> **TRY IT**:
For this exercise, please find the lines in the entries that include the word "trunk" and copy them.

> **INFORMATION SUPPLIED**:
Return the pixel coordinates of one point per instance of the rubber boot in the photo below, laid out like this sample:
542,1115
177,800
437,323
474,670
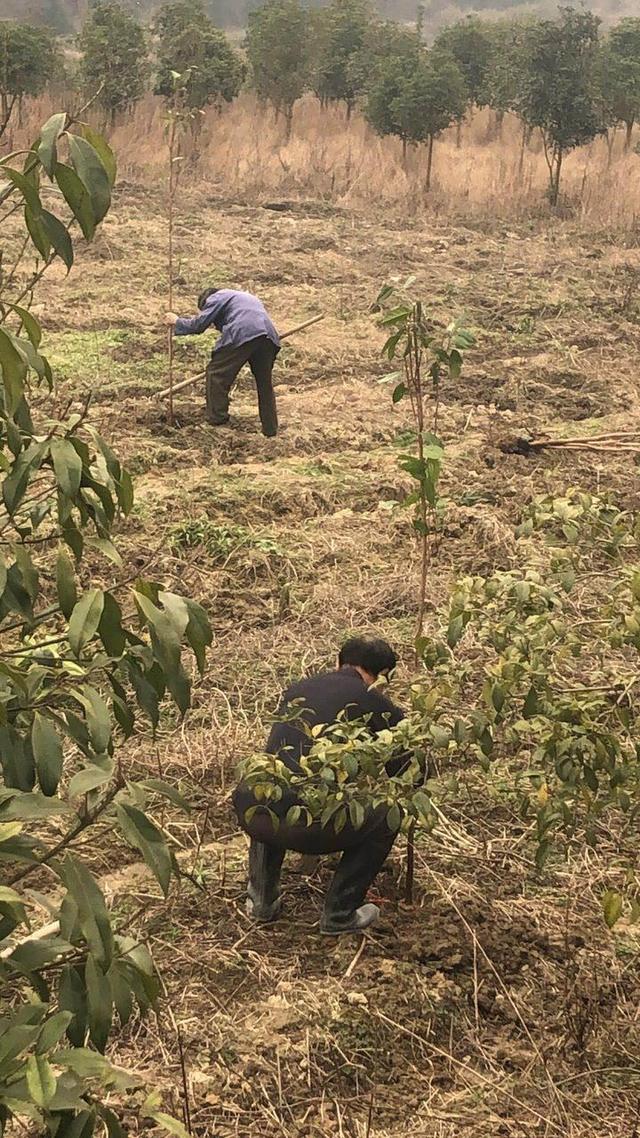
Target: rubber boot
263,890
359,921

--

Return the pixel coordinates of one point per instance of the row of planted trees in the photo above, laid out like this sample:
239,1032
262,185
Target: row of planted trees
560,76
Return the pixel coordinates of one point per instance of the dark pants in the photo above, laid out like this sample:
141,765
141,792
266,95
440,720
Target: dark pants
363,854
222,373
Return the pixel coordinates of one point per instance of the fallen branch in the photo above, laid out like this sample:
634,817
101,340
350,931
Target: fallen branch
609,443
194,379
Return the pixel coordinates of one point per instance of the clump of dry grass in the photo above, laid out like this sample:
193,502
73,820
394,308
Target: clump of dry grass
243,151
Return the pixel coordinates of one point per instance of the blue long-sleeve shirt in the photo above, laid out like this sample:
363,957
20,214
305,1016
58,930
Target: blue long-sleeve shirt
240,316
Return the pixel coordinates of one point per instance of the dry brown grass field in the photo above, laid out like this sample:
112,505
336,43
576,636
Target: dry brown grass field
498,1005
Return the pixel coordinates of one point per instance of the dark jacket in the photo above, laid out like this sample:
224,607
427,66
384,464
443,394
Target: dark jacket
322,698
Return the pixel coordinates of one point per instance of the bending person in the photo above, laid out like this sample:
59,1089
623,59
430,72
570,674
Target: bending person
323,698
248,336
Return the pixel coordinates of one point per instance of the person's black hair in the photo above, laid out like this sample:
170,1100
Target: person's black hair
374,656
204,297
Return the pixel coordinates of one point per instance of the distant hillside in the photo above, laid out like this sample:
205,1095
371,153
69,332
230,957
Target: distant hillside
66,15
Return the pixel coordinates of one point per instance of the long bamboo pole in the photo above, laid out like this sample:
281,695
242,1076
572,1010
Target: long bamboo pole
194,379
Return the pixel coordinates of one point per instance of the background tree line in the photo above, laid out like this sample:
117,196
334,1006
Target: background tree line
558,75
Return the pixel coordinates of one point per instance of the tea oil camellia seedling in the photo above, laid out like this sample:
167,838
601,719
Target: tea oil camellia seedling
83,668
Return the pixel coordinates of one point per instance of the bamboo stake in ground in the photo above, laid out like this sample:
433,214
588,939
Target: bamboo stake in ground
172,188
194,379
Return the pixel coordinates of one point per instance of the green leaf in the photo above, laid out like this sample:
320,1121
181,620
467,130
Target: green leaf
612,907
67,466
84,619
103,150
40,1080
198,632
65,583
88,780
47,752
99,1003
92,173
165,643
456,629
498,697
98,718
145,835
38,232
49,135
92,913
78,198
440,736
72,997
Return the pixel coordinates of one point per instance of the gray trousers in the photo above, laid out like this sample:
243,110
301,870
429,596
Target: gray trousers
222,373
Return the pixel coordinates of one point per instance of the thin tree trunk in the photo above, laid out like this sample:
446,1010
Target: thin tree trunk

---

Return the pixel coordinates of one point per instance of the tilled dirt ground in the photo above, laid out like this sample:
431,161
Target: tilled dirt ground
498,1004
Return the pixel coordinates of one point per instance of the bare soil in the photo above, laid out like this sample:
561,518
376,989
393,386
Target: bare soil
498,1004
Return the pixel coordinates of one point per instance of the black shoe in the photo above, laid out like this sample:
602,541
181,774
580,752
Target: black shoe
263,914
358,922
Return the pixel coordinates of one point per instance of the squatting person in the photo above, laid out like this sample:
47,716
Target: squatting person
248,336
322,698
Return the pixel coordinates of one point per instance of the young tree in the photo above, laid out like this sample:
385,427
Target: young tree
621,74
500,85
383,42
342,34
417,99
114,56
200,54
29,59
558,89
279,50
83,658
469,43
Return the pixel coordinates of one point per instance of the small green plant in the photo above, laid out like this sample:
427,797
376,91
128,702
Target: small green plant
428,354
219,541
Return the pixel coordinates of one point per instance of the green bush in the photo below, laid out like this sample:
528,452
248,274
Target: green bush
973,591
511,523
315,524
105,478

> **TASK OUTPUT**:
Return the pixel coordinates of one point per instance of the thin tree trunk in the photo above, laid out like this sample:
Target: thin tree trunk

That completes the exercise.